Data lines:
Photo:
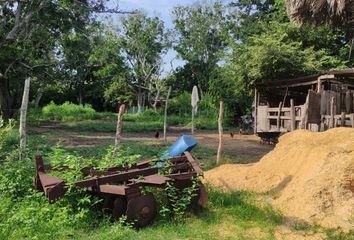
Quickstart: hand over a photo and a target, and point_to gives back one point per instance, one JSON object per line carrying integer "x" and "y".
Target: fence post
{"x": 331, "y": 125}
{"x": 221, "y": 112}
{"x": 23, "y": 118}
{"x": 292, "y": 115}
{"x": 165, "y": 116}
{"x": 119, "y": 130}
{"x": 279, "y": 113}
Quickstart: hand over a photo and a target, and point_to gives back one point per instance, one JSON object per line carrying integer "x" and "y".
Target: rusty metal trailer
{"x": 121, "y": 187}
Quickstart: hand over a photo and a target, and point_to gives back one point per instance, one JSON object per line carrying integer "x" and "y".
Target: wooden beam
{"x": 292, "y": 115}
{"x": 279, "y": 113}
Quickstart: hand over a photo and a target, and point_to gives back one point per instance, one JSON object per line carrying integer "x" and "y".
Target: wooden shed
{"x": 315, "y": 102}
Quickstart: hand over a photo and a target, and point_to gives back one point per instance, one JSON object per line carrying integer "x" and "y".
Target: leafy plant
{"x": 68, "y": 112}
{"x": 178, "y": 200}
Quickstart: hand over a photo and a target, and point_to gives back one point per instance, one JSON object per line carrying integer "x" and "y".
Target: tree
{"x": 200, "y": 41}
{"x": 28, "y": 41}
{"x": 143, "y": 41}
{"x": 338, "y": 14}
{"x": 335, "y": 12}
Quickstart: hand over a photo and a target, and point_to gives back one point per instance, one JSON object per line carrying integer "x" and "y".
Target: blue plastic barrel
{"x": 184, "y": 143}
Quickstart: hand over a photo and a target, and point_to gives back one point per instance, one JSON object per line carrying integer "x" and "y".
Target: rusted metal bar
{"x": 120, "y": 177}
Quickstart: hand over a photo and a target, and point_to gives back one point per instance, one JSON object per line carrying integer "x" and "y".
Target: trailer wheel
{"x": 119, "y": 207}
{"x": 108, "y": 202}
{"x": 142, "y": 210}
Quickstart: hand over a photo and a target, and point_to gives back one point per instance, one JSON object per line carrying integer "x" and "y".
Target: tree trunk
{"x": 80, "y": 97}
{"x": 23, "y": 117}
{"x": 140, "y": 100}
{"x": 221, "y": 112}
{"x": 5, "y": 99}
{"x": 119, "y": 130}
{"x": 193, "y": 113}
{"x": 157, "y": 99}
{"x": 165, "y": 116}
{"x": 39, "y": 96}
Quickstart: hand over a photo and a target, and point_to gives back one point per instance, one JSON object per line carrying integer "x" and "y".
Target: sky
{"x": 162, "y": 9}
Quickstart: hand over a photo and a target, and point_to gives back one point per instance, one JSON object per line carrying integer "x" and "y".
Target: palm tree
{"x": 339, "y": 13}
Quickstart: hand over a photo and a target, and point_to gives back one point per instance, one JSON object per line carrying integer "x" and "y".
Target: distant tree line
{"x": 72, "y": 55}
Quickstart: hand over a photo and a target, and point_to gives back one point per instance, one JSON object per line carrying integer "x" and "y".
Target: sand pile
{"x": 311, "y": 176}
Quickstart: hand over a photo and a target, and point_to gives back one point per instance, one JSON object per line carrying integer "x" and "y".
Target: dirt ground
{"x": 246, "y": 147}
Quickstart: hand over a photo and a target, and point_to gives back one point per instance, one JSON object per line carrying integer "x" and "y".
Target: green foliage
{"x": 68, "y": 112}
{"x": 201, "y": 40}
{"x": 8, "y": 138}
{"x": 275, "y": 54}
{"x": 119, "y": 92}
{"x": 179, "y": 200}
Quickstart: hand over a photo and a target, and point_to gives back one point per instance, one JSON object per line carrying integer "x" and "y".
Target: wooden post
{"x": 279, "y": 113}
{"x": 23, "y": 116}
{"x": 119, "y": 130}
{"x": 319, "y": 80}
{"x": 342, "y": 119}
{"x": 193, "y": 112}
{"x": 255, "y": 110}
{"x": 221, "y": 112}
{"x": 331, "y": 124}
{"x": 292, "y": 115}
{"x": 165, "y": 116}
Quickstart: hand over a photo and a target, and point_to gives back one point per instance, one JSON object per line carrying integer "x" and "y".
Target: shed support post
{"x": 292, "y": 115}
{"x": 331, "y": 124}
{"x": 279, "y": 113}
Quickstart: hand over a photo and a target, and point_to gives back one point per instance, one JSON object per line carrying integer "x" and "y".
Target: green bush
{"x": 68, "y": 112}
{"x": 8, "y": 138}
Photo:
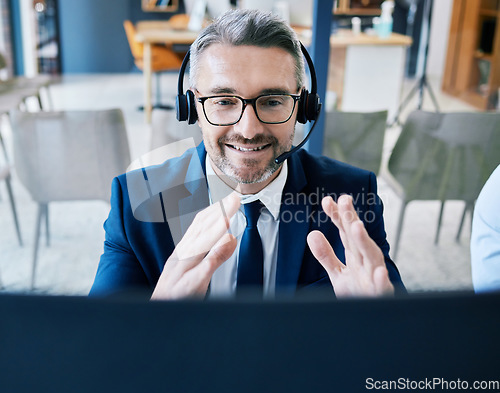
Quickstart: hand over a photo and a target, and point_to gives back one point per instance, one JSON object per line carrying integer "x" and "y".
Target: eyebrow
{"x": 228, "y": 90}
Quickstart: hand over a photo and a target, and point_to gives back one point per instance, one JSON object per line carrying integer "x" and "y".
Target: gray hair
{"x": 248, "y": 27}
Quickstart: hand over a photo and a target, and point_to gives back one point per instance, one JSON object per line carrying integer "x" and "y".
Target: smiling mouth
{"x": 248, "y": 149}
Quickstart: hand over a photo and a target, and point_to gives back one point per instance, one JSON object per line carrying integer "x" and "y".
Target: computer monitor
{"x": 66, "y": 344}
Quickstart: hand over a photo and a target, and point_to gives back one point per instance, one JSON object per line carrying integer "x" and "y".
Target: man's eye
{"x": 224, "y": 102}
{"x": 272, "y": 101}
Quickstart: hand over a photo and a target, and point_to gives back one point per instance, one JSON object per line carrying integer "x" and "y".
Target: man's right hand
{"x": 205, "y": 246}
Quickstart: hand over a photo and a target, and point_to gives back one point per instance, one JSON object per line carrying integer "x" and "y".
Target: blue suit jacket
{"x": 152, "y": 208}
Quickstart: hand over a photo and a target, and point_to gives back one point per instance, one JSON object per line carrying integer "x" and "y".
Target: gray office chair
{"x": 67, "y": 156}
{"x": 444, "y": 156}
{"x": 355, "y": 138}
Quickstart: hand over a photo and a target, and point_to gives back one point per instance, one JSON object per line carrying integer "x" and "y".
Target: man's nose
{"x": 249, "y": 124}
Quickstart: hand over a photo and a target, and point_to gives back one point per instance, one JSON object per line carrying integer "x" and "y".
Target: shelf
{"x": 483, "y": 56}
{"x": 359, "y": 11}
{"x": 492, "y": 13}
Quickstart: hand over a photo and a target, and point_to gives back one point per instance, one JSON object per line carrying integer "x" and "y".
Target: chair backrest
{"x": 73, "y": 155}
{"x": 356, "y": 138}
{"x": 442, "y": 156}
{"x": 136, "y": 47}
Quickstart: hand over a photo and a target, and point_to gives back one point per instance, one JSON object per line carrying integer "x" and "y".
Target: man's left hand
{"x": 364, "y": 273}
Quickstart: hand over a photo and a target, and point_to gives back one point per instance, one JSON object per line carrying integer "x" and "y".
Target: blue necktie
{"x": 251, "y": 257}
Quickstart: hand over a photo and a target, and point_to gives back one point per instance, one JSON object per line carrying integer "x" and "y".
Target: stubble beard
{"x": 252, "y": 171}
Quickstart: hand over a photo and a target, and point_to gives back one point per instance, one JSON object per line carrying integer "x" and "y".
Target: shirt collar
{"x": 270, "y": 196}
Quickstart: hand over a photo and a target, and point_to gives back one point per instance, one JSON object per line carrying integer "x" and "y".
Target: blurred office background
{"x": 62, "y": 55}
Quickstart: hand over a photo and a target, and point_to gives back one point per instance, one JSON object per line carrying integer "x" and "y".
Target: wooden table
{"x": 156, "y": 32}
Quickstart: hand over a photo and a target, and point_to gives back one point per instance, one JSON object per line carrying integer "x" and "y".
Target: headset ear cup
{"x": 181, "y": 109}
{"x": 302, "y": 105}
{"x": 192, "y": 115}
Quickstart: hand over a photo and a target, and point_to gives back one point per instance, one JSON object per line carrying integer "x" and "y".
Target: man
{"x": 485, "y": 238}
{"x": 246, "y": 76}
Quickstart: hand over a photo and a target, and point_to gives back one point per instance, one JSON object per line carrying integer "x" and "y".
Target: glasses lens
{"x": 275, "y": 108}
{"x": 223, "y": 110}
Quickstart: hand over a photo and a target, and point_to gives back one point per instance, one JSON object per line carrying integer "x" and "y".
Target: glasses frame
{"x": 246, "y": 101}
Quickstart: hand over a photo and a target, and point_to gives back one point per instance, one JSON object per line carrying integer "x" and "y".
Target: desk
{"x": 158, "y": 32}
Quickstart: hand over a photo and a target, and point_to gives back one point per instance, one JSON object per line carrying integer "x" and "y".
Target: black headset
{"x": 309, "y": 105}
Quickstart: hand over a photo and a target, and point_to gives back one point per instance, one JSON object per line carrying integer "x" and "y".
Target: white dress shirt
{"x": 223, "y": 282}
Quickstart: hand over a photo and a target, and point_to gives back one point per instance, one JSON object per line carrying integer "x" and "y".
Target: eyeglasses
{"x": 228, "y": 110}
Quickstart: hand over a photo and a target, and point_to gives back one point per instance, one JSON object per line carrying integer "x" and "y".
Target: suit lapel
{"x": 293, "y": 228}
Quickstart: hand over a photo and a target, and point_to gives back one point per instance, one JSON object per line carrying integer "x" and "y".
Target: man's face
{"x": 245, "y": 151}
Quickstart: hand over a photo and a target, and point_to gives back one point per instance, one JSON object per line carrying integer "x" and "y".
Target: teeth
{"x": 244, "y": 149}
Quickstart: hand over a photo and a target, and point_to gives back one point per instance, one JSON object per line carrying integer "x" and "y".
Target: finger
{"x": 207, "y": 228}
{"x": 383, "y": 284}
{"x": 195, "y": 281}
{"x": 198, "y": 278}
{"x": 331, "y": 210}
{"x": 349, "y": 217}
{"x": 323, "y": 252}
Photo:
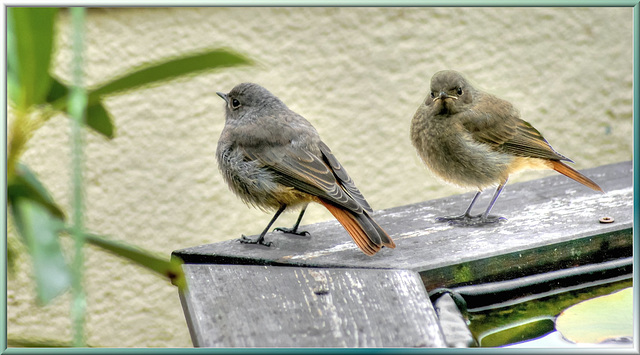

Written exercise:
Count the lines of the material above that contain the string "blue", treating uppercase and lowercase as different. Give only the number.

Result of this exercise:
3